PROBLEM DESCRIPTION - In the entries below, find the line containing "Could you please indicate the white water". Copy it and all lines after it, exactly, through the end.

(Position identification records)
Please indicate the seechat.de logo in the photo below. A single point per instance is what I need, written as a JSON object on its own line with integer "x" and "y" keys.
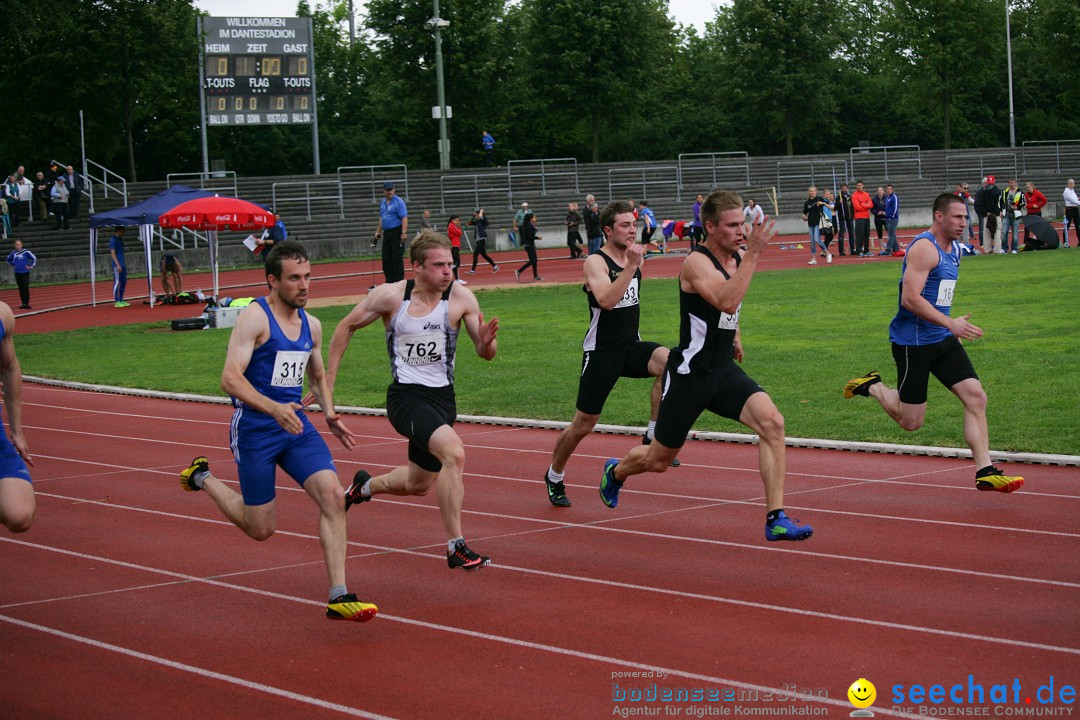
{"x": 862, "y": 693}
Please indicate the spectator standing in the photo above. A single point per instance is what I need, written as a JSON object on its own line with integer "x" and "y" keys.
{"x": 752, "y": 214}
{"x": 271, "y": 236}
{"x": 845, "y": 219}
{"x": 891, "y": 219}
{"x": 827, "y": 222}
{"x": 119, "y": 266}
{"x": 480, "y": 221}
{"x": 1035, "y": 202}
{"x": 41, "y": 198}
{"x": 811, "y": 213}
{"x": 426, "y": 222}
{"x": 75, "y": 186}
{"x": 862, "y": 204}
{"x": 987, "y": 207}
{"x": 22, "y": 261}
{"x": 488, "y": 144}
{"x": 572, "y": 234}
{"x": 59, "y": 193}
{"x": 1012, "y": 211}
{"x": 17, "y": 504}
{"x": 515, "y": 231}
{"x": 454, "y": 232}
{"x": 878, "y": 212}
{"x": 648, "y": 222}
{"x": 529, "y": 238}
{"x": 1071, "y": 212}
{"x": 963, "y": 193}
{"x": 11, "y": 194}
{"x": 697, "y": 233}
{"x": 593, "y": 225}
{"x": 393, "y": 222}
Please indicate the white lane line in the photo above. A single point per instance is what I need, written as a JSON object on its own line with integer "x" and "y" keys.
{"x": 185, "y": 667}
{"x": 615, "y": 662}
{"x": 631, "y": 586}
{"x": 601, "y": 526}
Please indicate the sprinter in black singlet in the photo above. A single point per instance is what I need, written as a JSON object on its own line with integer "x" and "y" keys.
{"x": 702, "y": 372}
{"x": 612, "y": 348}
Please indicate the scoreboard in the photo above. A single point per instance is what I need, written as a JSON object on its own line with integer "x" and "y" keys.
{"x": 258, "y": 70}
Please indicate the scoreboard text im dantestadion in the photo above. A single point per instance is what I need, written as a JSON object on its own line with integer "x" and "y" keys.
{"x": 258, "y": 70}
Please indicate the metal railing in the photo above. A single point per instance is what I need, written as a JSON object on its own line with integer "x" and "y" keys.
{"x": 979, "y": 165}
{"x": 475, "y": 190}
{"x": 376, "y": 182}
{"x": 878, "y": 155}
{"x": 279, "y": 195}
{"x": 88, "y": 184}
{"x": 686, "y": 165}
{"x": 1070, "y": 153}
{"x": 543, "y": 174}
{"x": 223, "y": 180}
{"x": 120, "y": 188}
{"x": 819, "y": 171}
{"x": 644, "y": 181}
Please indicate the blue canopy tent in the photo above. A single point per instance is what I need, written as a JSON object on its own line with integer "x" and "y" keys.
{"x": 145, "y": 215}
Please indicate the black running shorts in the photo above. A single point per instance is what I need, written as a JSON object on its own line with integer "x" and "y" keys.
{"x": 723, "y": 391}
{"x": 416, "y": 412}
{"x": 946, "y": 360}
{"x": 602, "y": 368}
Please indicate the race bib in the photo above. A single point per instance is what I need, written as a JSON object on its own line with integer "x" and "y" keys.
{"x": 631, "y": 297}
{"x": 288, "y": 367}
{"x": 945, "y": 290}
{"x": 421, "y": 349}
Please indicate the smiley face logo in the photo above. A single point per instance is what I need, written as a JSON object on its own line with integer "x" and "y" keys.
{"x": 862, "y": 693}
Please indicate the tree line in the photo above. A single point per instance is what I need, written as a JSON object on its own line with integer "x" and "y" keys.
{"x": 596, "y": 80}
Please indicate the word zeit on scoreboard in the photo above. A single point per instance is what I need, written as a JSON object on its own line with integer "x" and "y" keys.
{"x": 258, "y": 70}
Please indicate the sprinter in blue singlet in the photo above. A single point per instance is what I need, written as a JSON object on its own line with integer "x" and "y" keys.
{"x": 274, "y": 347}
{"x": 926, "y": 339}
{"x": 17, "y": 504}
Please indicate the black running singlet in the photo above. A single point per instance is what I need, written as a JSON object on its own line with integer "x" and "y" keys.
{"x": 706, "y": 335}
{"x": 616, "y": 328}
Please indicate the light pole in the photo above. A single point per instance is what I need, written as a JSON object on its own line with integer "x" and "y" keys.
{"x": 1012, "y": 116}
{"x": 437, "y": 24}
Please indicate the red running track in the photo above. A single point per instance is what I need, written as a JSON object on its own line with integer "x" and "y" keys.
{"x": 131, "y": 598}
{"x": 65, "y": 307}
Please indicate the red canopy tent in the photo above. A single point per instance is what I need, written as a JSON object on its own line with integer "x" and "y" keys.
{"x": 214, "y": 214}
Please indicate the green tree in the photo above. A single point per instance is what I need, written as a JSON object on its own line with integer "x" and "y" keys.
{"x": 940, "y": 52}
{"x": 597, "y": 69}
{"x": 777, "y": 69}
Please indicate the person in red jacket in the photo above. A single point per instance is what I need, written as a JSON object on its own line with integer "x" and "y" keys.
{"x": 1035, "y": 201}
{"x": 862, "y": 204}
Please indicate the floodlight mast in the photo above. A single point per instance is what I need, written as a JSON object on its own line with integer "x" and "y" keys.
{"x": 437, "y": 24}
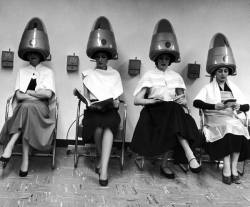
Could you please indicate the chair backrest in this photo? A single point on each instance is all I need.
(11, 104)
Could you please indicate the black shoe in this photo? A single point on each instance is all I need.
(23, 173)
(5, 161)
(166, 174)
(235, 179)
(103, 182)
(194, 170)
(97, 170)
(226, 179)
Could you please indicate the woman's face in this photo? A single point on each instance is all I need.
(221, 74)
(101, 60)
(34, 59)
(163, 62)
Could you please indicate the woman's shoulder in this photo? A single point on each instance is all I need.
(86, 72)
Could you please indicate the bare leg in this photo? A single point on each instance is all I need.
(234, 162)
(226, 166)
(25, 157)
(98, 143)
(9, 147)
(107, 143)
(188, 152)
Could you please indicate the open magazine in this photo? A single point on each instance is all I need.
(172, 99)
(232, 100)
(100, 105)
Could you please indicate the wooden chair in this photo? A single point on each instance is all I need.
(203, 157)
(53, 107)
(119, 139)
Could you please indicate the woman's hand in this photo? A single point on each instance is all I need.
(219, 106)
(116, 103)
(236, 106)
(181, 101)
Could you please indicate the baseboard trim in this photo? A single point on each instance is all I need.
(66, 143)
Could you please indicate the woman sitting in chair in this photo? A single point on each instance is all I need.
(163, 125)
(34, 88)
(226, 136)
(102, 83)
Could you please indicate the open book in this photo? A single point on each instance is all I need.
(172, 99)
(100, 105)
(232, 100)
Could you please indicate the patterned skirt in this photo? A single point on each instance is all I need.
(33, 119)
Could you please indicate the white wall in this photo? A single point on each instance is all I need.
(69, 22)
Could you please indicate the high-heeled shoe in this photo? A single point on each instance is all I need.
(170, 175)
(5, 161)
(97, 170)
(23, 173)
(235, 179)
(103, 182)
(226, 179)
(194, 170)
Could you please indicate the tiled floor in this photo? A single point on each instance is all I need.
(66, 186)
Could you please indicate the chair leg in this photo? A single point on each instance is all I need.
(76, 153)
(54, 155)
(184, 169)
(139, 161)
(241, 173)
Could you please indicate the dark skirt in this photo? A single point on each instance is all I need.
(93, 119)
(33, 119)
(229, 144)
(157, 129)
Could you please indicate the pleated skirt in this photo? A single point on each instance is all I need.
(229, 144)
(158, 127)
(33, 119)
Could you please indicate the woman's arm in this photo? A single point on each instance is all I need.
(141, 100)
(203, 105)
(20, 96)
(41, 93)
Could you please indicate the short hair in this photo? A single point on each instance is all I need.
(26, 55)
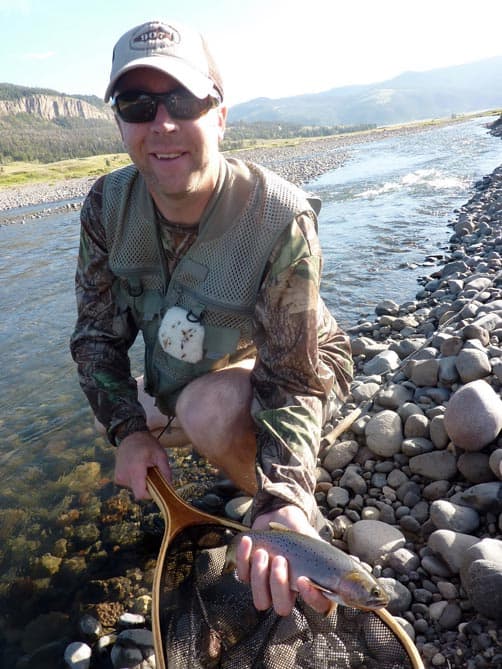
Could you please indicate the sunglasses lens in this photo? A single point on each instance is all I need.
(138, 107)
(135, 107)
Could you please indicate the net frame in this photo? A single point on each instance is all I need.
(189, 531)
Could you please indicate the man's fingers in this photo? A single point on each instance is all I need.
(282, 596)
(260, 580)
(312, 596)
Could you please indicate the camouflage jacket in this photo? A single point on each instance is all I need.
(303, 357)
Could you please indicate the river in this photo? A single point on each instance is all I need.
(384, 212)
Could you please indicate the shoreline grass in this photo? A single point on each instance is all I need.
(17, 174)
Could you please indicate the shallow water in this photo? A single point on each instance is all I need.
(384, 211)
(389, 207)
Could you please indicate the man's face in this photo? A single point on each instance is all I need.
(179, 159)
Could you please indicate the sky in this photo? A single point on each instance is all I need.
(265, 48)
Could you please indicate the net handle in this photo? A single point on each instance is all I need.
(177, 513)
(399, 631)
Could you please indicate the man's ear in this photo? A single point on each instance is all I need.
(222, 121)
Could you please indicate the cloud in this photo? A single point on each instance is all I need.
(39, 56)
(12, 6)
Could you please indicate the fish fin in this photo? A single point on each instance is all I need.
(230, 559)
(279, 526)
(332, 608)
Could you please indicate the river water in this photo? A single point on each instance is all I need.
(383, 213)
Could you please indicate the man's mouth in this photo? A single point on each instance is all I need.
(167, 156)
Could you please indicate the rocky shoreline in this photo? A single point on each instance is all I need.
(298, 163)
(412, 485)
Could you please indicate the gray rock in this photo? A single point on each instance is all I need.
(78, 655)
(387, 308)
(472, 365)
(450, 617)
(424, 372)
(393, 396)
(416, 446)
(402, 560)
(495, 462)
(399, 595)
(483, 497)
(435, 466)
(448, 373)
(382, 363)
(384, 433)
(474, 467)
(416, 425)
(481, 576)
(473, 416)
(337, 496)
(352, 480)
(446, 515)
(438, 433)
(237, 507)
(364, 391)
(338, 455)
(372, 540)
(451, 546)
(134, 649)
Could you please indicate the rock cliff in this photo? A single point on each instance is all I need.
(50, 107)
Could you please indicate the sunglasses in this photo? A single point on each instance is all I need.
(141, 107)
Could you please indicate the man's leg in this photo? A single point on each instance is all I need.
(214, 413)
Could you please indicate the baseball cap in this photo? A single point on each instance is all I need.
(172, 48)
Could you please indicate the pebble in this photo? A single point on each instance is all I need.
(416, 483)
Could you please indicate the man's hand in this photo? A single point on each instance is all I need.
(136, 453)
(269, 577)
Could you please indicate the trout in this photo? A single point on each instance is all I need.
(340, 577)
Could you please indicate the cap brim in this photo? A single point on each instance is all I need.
(194, 81)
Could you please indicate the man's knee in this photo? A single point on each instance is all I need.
(216, 401)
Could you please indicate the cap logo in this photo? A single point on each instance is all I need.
(155, 38)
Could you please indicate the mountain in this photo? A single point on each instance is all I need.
(46, 125)
(39, 124)
(408, 97)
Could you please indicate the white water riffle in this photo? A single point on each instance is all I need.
(388, 208)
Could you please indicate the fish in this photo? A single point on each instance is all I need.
(340, 577)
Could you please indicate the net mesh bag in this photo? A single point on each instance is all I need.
(207, 619)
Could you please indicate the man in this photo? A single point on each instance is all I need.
(217, 263)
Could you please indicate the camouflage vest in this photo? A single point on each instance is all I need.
(217, 280)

CORRECT RESULT -
Could you please indicate the white water riffle in this photo? A single point on each instance is all I need.
(388, 208)
Could you please indicate the fish in this photo? A single point on each instance is all I need.
(340, 577)
Could you please indicate the net mesh bag in this photo? A single point on each instance is all I need.
(207, 619)
Could you please indicate the man in this photo? A single point on each instance is all I need.
(217, 263)
Could you please indicate the camouflage vest in this photo? A single point on each instance is all I need.
(217, 280)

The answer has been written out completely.